> Information shown

---

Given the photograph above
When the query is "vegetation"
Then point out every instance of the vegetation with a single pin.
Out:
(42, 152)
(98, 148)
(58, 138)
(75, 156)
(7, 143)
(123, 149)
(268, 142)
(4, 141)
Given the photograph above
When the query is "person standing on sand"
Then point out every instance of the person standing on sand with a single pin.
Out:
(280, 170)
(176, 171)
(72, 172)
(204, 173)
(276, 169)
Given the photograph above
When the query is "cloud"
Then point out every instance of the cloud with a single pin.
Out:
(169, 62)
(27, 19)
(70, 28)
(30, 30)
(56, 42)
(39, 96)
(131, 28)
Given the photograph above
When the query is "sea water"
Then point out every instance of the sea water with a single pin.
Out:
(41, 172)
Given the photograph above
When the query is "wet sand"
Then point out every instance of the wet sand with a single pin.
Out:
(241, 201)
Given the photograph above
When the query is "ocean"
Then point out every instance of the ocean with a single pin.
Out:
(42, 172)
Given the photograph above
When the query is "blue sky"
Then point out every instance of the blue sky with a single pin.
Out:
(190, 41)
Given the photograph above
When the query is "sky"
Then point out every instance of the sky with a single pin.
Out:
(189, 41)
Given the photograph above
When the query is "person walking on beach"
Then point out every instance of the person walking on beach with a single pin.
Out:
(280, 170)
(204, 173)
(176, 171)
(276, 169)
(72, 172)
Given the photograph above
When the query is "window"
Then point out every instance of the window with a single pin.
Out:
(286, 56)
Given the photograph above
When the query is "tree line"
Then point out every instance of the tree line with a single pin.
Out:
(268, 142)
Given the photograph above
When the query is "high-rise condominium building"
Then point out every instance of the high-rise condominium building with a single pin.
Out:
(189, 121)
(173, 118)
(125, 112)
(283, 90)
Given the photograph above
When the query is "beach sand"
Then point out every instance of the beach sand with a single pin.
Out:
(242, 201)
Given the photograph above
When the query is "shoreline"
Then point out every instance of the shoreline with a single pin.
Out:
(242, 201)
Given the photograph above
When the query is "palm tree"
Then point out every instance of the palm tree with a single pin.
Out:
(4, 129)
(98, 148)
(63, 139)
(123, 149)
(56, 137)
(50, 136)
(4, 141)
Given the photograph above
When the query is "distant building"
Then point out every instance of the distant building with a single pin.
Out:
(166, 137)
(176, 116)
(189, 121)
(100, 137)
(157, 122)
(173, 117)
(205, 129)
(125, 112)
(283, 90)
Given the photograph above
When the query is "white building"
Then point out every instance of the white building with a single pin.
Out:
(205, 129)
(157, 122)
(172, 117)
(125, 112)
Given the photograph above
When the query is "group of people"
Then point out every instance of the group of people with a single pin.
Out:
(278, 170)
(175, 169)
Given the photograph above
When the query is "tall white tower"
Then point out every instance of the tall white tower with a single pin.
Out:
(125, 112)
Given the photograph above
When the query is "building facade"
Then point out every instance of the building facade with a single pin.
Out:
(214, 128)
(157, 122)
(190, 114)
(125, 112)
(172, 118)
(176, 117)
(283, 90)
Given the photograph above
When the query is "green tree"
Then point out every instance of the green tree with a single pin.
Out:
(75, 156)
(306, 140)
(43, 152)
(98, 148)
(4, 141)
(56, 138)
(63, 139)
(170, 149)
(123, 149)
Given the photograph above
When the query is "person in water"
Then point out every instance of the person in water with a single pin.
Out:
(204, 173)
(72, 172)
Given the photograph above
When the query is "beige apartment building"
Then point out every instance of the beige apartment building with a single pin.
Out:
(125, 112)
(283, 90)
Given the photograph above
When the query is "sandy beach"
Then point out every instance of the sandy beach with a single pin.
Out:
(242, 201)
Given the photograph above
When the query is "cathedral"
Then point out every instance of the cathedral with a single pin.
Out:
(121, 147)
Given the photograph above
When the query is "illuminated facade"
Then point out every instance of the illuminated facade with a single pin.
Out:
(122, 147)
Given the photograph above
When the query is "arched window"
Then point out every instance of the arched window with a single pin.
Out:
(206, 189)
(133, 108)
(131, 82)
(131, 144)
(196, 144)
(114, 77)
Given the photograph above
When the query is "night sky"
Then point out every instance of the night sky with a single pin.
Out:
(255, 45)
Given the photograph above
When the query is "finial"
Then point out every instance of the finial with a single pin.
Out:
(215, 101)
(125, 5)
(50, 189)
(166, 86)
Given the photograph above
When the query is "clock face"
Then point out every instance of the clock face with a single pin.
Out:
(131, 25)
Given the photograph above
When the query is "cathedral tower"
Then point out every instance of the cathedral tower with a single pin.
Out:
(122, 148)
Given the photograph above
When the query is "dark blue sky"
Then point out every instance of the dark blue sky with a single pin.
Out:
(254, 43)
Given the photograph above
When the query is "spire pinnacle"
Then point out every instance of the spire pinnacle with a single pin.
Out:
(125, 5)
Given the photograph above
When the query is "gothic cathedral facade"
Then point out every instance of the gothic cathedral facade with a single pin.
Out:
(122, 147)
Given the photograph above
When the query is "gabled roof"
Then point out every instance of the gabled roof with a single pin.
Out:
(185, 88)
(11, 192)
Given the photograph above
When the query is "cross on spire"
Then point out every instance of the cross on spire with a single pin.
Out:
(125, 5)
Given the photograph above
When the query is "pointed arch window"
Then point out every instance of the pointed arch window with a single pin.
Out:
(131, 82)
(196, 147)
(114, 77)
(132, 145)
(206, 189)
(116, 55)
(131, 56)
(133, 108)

---

> Task to complete
Extract every line above exactly as it stands.

> Output for this exercise
Given the photograph above
When the query is "vegetation"
Then point out every instance of the vegetation with a single pin.
Out:
(42, 152)
(98, 148)
(58, 138)
(75, 156)
(7, 143)
(123, 149)
(268, 142)
(4, 141)
Given the photograph above
When the query is "person standing on sand"
Then point out every instance of the person standing on sand with a single pin.
Out:
(280, 170)
(176, 171)
(72, 172)
(204, 173)
(276, 169)
Given the photograph above
When the query is "cloud"
Then point out every instance of the cloud with a single pin.
Out:
(169, 62)
(27, 19)
(70, 28)
(30, 30)
(56, 42)
(39, 96)
(131, 28)
Given the photograph above
When the query is "sea water"
Then point out every instance of the sea water with a single pin.
Out:
(41, 172)
Given the photograph above
When the query is "wet sand"
Then point out every instance of the wet sand with a single pin.
Out:
(241, 201)
Given the photograph above
When the query is "ocean"
Then point out every instance of the ocean with a single pin.
Out:
(42, 172)
Given the photograph above
When the query is "blue sky"
Then point out every instance of the blue sky with a single pin.
Out:
(190, 41)
Given the photograph above
When the query is "sky"
Then point out every instance of the sky with a single pin.
Out:
(189, 41)
Given the photograph above
When the query is "person walking on beach"
Then point out every instance of the person walking on beach with a single pin.
Out:
(280, 170)
(204, 173)
(176, 171)
(276, 169)
(72, 172)
Given the photograph above
When the query is "window"
Then point out every instance of the window with a single pin.
Out:
(286, 56)
Given the photograph above
When the query is "tree line"
Then point out every instance of the tree line with a single pin.
Out:
(268, 142)
Given the photograph above
When the query is "high-rise condominium building"
Then point out every instance of the high-rise condominium building with a single pin.
Out:
(189, 121)
(173, 118)
(125, 112)
(283, 90)
Given the photograph above
When the query is "beach sand"
Then point out every instance of the beach sand with a single pin.
Out:
(242, 201)
Given the photograph above
When the query is "shoreline"
Then point out every instance of the shoreline with a single pin.
Out:
(242, 201)
Given the photograph above
When the query is "palm tree"
Then point out every instance of the palm tree with a single pin.
Out:
(4, 129)
(98, 148)
(63, 139)
(123, 149)
(56, 137)
(50, 136)
(4, 141)
Given the photograph above
When the query is "distant building"
Then point out every instance of the distant building with a single pin.
Out:
(166, 137)
(176, 116)
(189, 121)
(100, 137)
(157, 122)
(173, 117)
(205, 129)
(125, 112)
(283, 90)
Given the photograph above
When the query is "white building"
Then point out every instance of the white building with a single pin.
Out:
(205, 129)
(157, 122)
(172, 117)
(125, 112)
Given the photograph above
When the query is "group of people"
Then point out every instance of the group of people with a single pin.
Out:
(278, 170)
(175, 169)
Given the photograph above
When the query is "tall white tower"
Then point out every instance of the tall white tower with a single pin.
Out:
(125, 112)
Given the photograph above
When the query is "building facade"
Then point out every instance of the building facade with a single pin.
Out:
(214, 128)
(157, 122)
(190, 114)
(125, 112)
(172, 118)
(176, 117)
(283, 90)
Given the photograph above
When the query is "green tree"
Then point out every instance of the green tree with a single pin.
Out:
(75, 156)
(306, 140)
(43, 152)
(98, 148)
(4, 141)
(56, 138)
(63, 139)
(170, 149)
(123, 149)
Given the photograph above
When the query is "person in water"
Then point out every instance of the person in water with a single pin.
Out:
(204, 173)
(72, 172)
Given the photograph above
When the query is "beige apartment building"
Then point out every instance of the beige apartment building with a single pin.
Out:
(125, 112)
(283, 90)
Given the photograph above
When the query is "sandy beach"
Then point out every instance of the sandy beach with a single pin.
Out:
(242, 201)
Given the photograph above
When the query is "cathedral"
Then point out every instance of the cathedral with a single pin.
Out:
(121, 147)
Given the photograph above
When the query is "illuminated facade"
Then point out every instance of the illuminated facade with a single pin.
Out:
(122, 147)
Given the photograph above
When the query is "arched window"
Then point out every instance of the arched window with a single pin.
Out:
(206, 189)
(133, 108)
(131, 82)
(131, 144)
(196, 144)
(114, 77)
Given the photograph above
When the query is "night sky"
Then point out every instance of the night sky with a single pin.
Out:
(255, 45)
Given the photograph above
When the query is "finial"
Then point out every instance of the finial with a single pin.
Out:
(215, 101)
(125, 5)
(50, 189)
(166, 86)
Given the photograph above
When the query is "clock face"
Then point out every instance of the clock face with a single pin.
Out:
(131, 25)
Given the photograph above
When the query is "cathedral tower"
Then point out every instance of the cathedral tower with a single pin.
Out:
(122, 148)
Given the photograph above
When the query is "dark blue sky"
Then point out every instance of the dark blue sky with a single pin.
Out:
(254, 43)
Given the photograph above
When the query is "spire pinnacle"
Then point out every instance of the spire pinnacle with a single pin.
Out:
(125, 5)
Given the photograph above
When the query is "gothic cathedral facade"
Then point out every instance of the gothic cathedral facade with a single pin.
Out:
(122, 147)
Given the photograph above
When the query is "gabled roof"
Then point out every instance of the gabled roof with a single pin.
Out:
(185, 88)
(11, 192)
Given the photograph above
When the query is "cross on spire"
Then point out every instance of the cross on spire with a single pin.
Out:
(125, 5)
Given the photograph above
When the query is "pointed arch window"
Then point out every instance of the pointed arch window with a single pin.
Out:
(131, 82)
(196, 147)
(114, 77)
(132, 145)
(206, 189)
(116, 55)
(131, 56)
(133, 108)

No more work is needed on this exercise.